B. Self-Regulatory Organization's Statement on Burden on Competition
NASDAQ does not believe that the proposed rule change will result
in any burden on competition that is not necessary or appropriate in
furtherance of the purposes of the Act, as amended. Notwithstanding its
determination that the Commission may rely upon competition to
establish fair and equitably allocated fees for market data, the
NetCoaltion [sic] court found that the Commission had not, in that
case, compiled a record that adequately supported its conclusion that
the market for the data at issue in the case was competitive.
For the reasons discussed above, NASDAQ believes that the Dodd-
Frank Act amendments to Section 19 materially alter the scope of the
Commission's review of future market data filings, by creating a
presumption that all fees may take effect immediately, without prior
analysis by the Commission of the competitive environment.
Even in the absence of this important statutory change, however,
NASDAQ believes that a record may readily be established to demonstrate
the competitive nature of the market in question.

================

#### What is asked:
1/ List each position that the statement on burden on competition attributes to NASDAQ as its belief.
2/ According to the statement on burden on competition, what did the NetCoalition court find the Commission had not done?
3/ Resume the statement on burden on competition after its final sentence.

================

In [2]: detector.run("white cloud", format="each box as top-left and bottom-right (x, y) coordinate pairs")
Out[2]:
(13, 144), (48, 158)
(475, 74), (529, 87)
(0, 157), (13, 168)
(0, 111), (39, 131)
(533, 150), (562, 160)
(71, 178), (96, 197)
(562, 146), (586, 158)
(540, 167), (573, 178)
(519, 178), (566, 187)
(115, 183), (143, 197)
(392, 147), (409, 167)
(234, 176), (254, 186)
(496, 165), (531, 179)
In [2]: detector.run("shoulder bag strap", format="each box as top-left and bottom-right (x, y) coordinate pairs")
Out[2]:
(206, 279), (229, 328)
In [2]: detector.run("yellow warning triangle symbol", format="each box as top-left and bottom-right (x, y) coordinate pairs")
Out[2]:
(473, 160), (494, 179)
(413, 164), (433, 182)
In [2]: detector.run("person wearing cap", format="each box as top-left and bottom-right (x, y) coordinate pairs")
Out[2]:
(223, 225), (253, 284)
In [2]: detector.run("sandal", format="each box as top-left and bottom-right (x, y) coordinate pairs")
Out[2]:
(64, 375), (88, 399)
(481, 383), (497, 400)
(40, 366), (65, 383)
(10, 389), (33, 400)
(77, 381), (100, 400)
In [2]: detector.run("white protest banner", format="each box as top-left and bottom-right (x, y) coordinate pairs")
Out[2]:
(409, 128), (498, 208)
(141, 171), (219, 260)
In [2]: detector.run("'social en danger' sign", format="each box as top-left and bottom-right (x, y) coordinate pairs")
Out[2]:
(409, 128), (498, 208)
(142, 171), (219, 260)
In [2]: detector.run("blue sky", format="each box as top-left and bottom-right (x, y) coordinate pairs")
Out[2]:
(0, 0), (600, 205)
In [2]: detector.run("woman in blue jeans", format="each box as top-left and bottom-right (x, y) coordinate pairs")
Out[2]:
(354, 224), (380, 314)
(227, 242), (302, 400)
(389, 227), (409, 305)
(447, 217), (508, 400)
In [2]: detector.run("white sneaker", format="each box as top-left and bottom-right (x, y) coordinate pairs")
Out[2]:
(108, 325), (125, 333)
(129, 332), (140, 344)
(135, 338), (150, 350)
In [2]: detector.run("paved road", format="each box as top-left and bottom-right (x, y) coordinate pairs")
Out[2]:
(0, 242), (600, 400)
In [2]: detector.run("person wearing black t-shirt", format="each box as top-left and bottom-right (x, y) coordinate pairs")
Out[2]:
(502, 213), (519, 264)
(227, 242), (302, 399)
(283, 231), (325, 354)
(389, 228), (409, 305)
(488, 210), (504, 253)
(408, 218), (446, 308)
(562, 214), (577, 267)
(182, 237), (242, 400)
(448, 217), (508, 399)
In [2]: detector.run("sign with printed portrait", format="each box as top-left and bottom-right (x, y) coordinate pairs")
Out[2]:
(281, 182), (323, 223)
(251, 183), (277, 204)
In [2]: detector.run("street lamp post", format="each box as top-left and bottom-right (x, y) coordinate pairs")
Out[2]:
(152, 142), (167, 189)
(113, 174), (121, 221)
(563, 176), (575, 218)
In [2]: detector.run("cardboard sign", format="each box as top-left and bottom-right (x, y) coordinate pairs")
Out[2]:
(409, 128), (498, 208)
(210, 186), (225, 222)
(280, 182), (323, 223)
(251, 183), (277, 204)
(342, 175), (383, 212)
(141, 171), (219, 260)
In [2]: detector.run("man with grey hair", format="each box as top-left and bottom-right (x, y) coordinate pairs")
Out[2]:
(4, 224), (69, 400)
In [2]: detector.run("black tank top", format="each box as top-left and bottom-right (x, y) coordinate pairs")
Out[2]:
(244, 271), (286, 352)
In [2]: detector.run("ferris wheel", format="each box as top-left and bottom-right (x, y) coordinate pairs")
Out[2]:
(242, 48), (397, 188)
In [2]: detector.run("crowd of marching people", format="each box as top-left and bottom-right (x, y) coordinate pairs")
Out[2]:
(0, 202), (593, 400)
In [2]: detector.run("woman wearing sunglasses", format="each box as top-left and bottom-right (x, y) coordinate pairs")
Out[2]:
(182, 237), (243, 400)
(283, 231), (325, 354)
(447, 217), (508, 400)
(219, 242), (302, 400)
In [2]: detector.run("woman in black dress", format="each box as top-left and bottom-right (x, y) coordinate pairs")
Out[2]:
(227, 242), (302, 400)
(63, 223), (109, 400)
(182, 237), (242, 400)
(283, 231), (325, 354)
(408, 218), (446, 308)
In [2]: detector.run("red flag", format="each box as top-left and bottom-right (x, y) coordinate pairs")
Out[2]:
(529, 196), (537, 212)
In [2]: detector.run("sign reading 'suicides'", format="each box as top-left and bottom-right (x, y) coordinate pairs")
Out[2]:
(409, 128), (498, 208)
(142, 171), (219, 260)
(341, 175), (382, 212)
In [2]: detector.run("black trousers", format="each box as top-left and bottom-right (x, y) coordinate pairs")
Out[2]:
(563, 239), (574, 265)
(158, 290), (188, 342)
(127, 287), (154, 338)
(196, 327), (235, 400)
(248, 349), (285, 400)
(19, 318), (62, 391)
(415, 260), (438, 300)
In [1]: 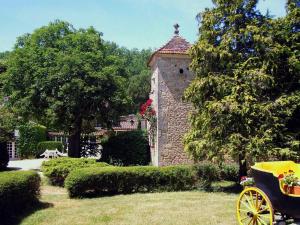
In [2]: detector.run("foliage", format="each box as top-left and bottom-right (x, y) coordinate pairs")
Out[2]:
(65, 166), (196, 198)
(0, 58), (17, 142)
(4, 20), (129, 157)
(185, 0), (300, 176)
(42, 157), (109, 186)
(0, 142), (9, 171)
(220, 163), (239, 182)
(17, 122), (46, 158)
(100, 130), (150, 166)
(36, 141), (64, 156)
(106, 42), (152, 113)
(194, 162), (220, 188)
(0, 171), (40, 219)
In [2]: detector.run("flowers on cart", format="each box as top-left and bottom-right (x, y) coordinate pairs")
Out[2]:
(240, 176), (254, 187)
(278, 170), (300, 195)
(278, 170), (300, 187)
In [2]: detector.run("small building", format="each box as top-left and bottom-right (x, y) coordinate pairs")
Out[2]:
(148, 24), (194, 166)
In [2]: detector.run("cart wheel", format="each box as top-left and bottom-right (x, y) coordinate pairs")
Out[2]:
(237, 187), (274, 225)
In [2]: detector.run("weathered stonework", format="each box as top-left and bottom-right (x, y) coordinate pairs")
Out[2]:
(150, 54), (193, 166)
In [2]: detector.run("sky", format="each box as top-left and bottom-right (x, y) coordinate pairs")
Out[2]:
(0, 0), (286, 52)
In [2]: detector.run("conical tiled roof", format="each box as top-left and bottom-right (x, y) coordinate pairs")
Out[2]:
(154, 35), (191, 54)
(148, 35), (192, 65)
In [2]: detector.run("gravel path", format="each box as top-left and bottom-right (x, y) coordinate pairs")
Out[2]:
(8, 159), (48, 170)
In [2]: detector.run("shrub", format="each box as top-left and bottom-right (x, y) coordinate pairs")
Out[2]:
(17, 122), (46, 158)
(0, 171), (40, 218)
(0, 142), (9, 171)
(101, 130), (150, 166)
(42, 157), (109, 186)
(194, 162), (220, 188)
(37, 141), (64, 156)
(65, 166), (197, 197)
(221, 163), (239, 182)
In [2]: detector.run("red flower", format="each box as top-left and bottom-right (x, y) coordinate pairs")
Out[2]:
(146, 98), (153, 106)
(278, 174), (284, 179)
(241, 176), (247, 181)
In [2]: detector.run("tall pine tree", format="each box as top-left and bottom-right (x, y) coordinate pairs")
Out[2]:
(185, 0), (300, 175)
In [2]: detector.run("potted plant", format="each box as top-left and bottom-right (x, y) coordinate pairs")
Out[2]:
(278, 170), (300, 195)
(240, 176), (255, 189)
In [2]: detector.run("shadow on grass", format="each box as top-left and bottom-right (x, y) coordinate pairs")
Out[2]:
(203, 181), (243, 194)
(0, 201), (53, 225)
(1, 167), (22, 172)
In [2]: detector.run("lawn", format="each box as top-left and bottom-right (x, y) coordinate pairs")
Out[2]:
(20, 185), (237, 225)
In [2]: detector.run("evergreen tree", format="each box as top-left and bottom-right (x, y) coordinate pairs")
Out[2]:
(185, 0), (300, 175)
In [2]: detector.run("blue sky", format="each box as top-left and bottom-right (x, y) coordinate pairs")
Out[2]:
(0, 0), (286, 52)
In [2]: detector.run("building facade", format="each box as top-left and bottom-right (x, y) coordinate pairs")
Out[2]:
(148, 24), (194, 166)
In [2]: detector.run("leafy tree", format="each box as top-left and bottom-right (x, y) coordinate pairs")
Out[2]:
(106, 42), (152, 113)
(5, 20), (128, 157)
(185, 0), (300, 175)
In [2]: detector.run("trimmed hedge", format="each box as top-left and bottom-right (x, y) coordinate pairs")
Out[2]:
(65, 166), (197, 198)
(36, 141), (64, 156)
(100, 130), (150, 166)
(0, 171), (41, 218)
(42, 157), (109, 186)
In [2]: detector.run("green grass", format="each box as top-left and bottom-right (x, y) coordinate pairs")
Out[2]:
(20, 183), (237, 225)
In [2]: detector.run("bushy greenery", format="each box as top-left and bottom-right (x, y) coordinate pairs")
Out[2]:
(17, 122), (47, 158)
(184, 0), (300, 175)
(0, 171), (40, 218)
(101, 130), (150, 166)
(220, 163), (239, 182)
(194, 162), (220, 184)
(37, 141), (64, 156)
(42, 157), (109, 186)
(0, 142), (9, 171)
(65, 166), (197, 198)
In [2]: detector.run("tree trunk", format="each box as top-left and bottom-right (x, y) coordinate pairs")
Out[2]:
(68, 119), (81, 158)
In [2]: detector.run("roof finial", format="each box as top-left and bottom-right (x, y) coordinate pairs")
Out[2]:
(174, 23), (179, 35)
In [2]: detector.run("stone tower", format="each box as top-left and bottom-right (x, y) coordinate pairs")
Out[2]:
(148, 24), (193, 166)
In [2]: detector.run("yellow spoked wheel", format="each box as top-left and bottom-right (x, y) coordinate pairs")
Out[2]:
(237, 187), (274, 225)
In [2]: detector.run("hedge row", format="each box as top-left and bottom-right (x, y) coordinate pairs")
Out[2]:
(0, 171), (40, 218)
(65, 166), (198, 197)
(36, 141), (64, 157)
(42, 157), (109, 186)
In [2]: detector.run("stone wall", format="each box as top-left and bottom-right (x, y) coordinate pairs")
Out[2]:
(150, 56), (193, 166)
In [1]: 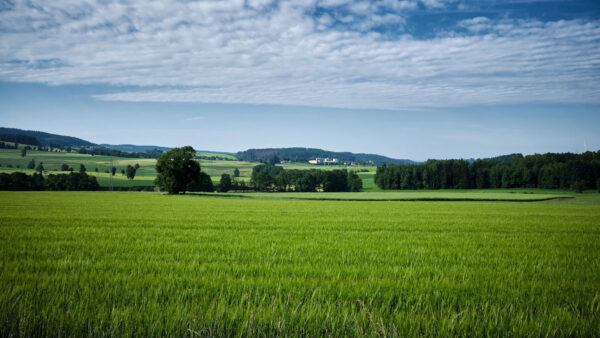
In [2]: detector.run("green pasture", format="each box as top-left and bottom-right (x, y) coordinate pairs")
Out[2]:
(196, 151), (237, 161)
(0, 149), (381, 191)
(200, 189), (572, 202)
(0, 149), (257, 187)
(0, 192), (600, 337)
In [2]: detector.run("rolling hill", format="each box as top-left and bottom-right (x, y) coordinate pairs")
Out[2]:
(237, 148), (417, 165)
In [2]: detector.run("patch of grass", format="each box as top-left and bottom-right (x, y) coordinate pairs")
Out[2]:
(205, 189), (575, 201)
(0, 192), (600, 336)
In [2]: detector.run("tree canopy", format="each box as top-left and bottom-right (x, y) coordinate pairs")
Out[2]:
(154, 146), (200, 194)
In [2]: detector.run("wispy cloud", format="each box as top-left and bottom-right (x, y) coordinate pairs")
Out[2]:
(185, 116), (204, 121)
(0, 0), (600, 109)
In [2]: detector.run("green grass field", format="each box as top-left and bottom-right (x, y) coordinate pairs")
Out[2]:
(0, 149), (258, 187)
(0, 192), (600, 336)
(204, 189), (576, 202)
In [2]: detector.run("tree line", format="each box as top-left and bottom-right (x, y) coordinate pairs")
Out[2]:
(250, 163), (362, 192)
(0, 172), (100, 190)
(375, 151), (600, 191)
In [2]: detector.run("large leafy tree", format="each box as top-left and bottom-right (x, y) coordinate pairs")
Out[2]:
(154, 146), (200, 194)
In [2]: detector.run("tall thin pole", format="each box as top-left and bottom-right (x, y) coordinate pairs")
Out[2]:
(108, 156), (113, 191)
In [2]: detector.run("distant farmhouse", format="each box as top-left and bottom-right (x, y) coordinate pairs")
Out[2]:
(308, 157), (340, 165)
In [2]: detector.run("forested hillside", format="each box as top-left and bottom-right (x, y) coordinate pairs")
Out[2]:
(0, 127), (95, 148)
(375, 151), (600, 190)
(237, 148), (415, 165)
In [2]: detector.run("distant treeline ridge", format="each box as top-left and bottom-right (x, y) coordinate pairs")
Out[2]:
(375, 151), (600, 190)
(0, 172), (100, 190)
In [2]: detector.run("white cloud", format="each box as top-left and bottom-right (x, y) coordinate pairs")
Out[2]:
(0, 0), (600, 109)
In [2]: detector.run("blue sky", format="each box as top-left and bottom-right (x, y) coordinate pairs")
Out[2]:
(0, 0), (600, 160)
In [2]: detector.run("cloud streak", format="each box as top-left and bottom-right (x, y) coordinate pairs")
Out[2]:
(0, 0), (600, 110)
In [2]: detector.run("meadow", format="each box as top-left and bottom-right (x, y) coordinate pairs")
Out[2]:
(0, 192), (600, 336)
(0, 149), (257, 187)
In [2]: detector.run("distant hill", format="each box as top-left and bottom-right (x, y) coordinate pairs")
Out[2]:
(237, 148), (417, 165)
(100, 143), (171, 153)
(0, 127), (96, 147)
(486, 154), (523, 164)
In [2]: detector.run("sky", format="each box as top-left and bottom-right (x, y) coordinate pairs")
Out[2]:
(0, 0), (600, 161)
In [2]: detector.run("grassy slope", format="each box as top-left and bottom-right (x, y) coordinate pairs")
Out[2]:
(0, 192), (600, 336)
(197, 189), (572, 201)
(0, 149), (256, 187)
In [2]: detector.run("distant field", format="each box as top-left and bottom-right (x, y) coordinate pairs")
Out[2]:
(195, 189), (576, 202)
(0, 149), (380, 191)
(0, 149), (258, 187)
(0, 192), (600, 337)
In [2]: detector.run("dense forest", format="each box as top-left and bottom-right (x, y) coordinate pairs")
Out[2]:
(375, 151), (600, 191)
(0, 134), (40, 146)
(250, 164), (362, 192)
(237, 148), (415, 165)
(0, 172), (100, 190)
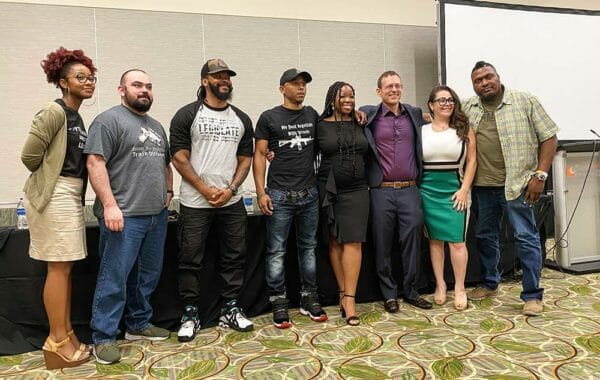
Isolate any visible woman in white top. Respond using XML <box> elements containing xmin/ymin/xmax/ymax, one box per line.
<box><xmin>420</xmin><ymin>86</ymin><xmax>477</xmax><ymax>311</ymax></box>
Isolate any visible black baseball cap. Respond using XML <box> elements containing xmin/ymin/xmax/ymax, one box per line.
<box><xmin>279</xmin><ymin>69</ymin><xmax>312</xmax><ymax>86</ymax></box>
<box><xmin>200</xmin><ymin>58</ymin><xmax>237</xmax><ymax>78</ymax></box>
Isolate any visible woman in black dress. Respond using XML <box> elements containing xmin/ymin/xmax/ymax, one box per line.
<box><xmin>316</xmin><ymin>82</ymin><xmax>369</xmax><ymax>326</ymax></box>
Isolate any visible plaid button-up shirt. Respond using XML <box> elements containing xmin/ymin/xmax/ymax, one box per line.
<box><xmin>463</xmin><ymin>87</ymin><xmax>558</xmax><ymax>200</ymax></box>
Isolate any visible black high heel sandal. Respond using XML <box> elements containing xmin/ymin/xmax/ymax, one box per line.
<box><xmin>342</xmin><ymin>294</ymin><xmax>360</xmax><ymax>326</ymax></box>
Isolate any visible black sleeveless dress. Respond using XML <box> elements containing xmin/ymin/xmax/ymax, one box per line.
<box><xmin>316</xmin><ymin>120</ymin><xmax>369</xmax><ymax>243</ymax></box>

================

#### Results by task:
1/
- The proposed rule change will not result in any burden on competition that is not necessary or appropriate in furtherance of the purposes of the Act, as amended.
- The Dodd-Frank Act amendments to Section 19 materially alter the scope of the Commission's review of future market data filings by creating a presumption that all fees may take effect immediately, without prior analysis by the Commission of the competitive environment.
- Even without that statutory change, a record may readily be established to demonstrate the competitive nature of the market in question.

2/ It had not compiled a record that adequately supported its conclusion that the market for the data at issue was competitive.

3/
There is intense competition between trading platforms that provide
transaction execution and routing services and proprietary data
products. Transaction execution and proprietary data products are
complementary in that market data is both an input and a by-product of
the execution service. In fact, market data and trade execution are a
paradigmatic example of joint products with joint costs. The decision
whether and on which platform to post an order will depend on the
attributes of the platform where the order can be posted, including the
execution fees, data quality and price and distribution of its data
products. Without the prospect of a taking order recognizing and
reacting to a posted order on a particular platform, the posting of the
order would accomplish little.
Without trade executions, exchange data products cannot exist. Data
products are valuable to many end users only insofar as they provide
information that end users expect will assist them or their customers
in making trading decisions.
The costs of producing market data include not only the costs of
the data distribution infrastructure, but also the costs of designing,
maintaining, and operating the exchange's transaction execution
platform and the cost of regulating the exchange to ensure its fair
operation and maintain investor confidence. The total return that a
trading platform earns reflects the revenues it receives from both
products and the joint costs it incurs. Moreover, an exchange's
customers view the costs of transaction executions and of data as a
unified cost of doing business with the exchange. A broker-dealer will
direct orders to a particular exchange only if the expected revenues
from executing trades on the exchange exceed net transaction execution
costs and the cost of data that the broker-dealer chooses to buy to
support its trading decisions (or those of its customers). The choice
of data products is, in turn, a product of the value of the products in
making profitable trading decisions. If the cost of the product exceeds
its expected value, the broker-dealer will choose not to buy it.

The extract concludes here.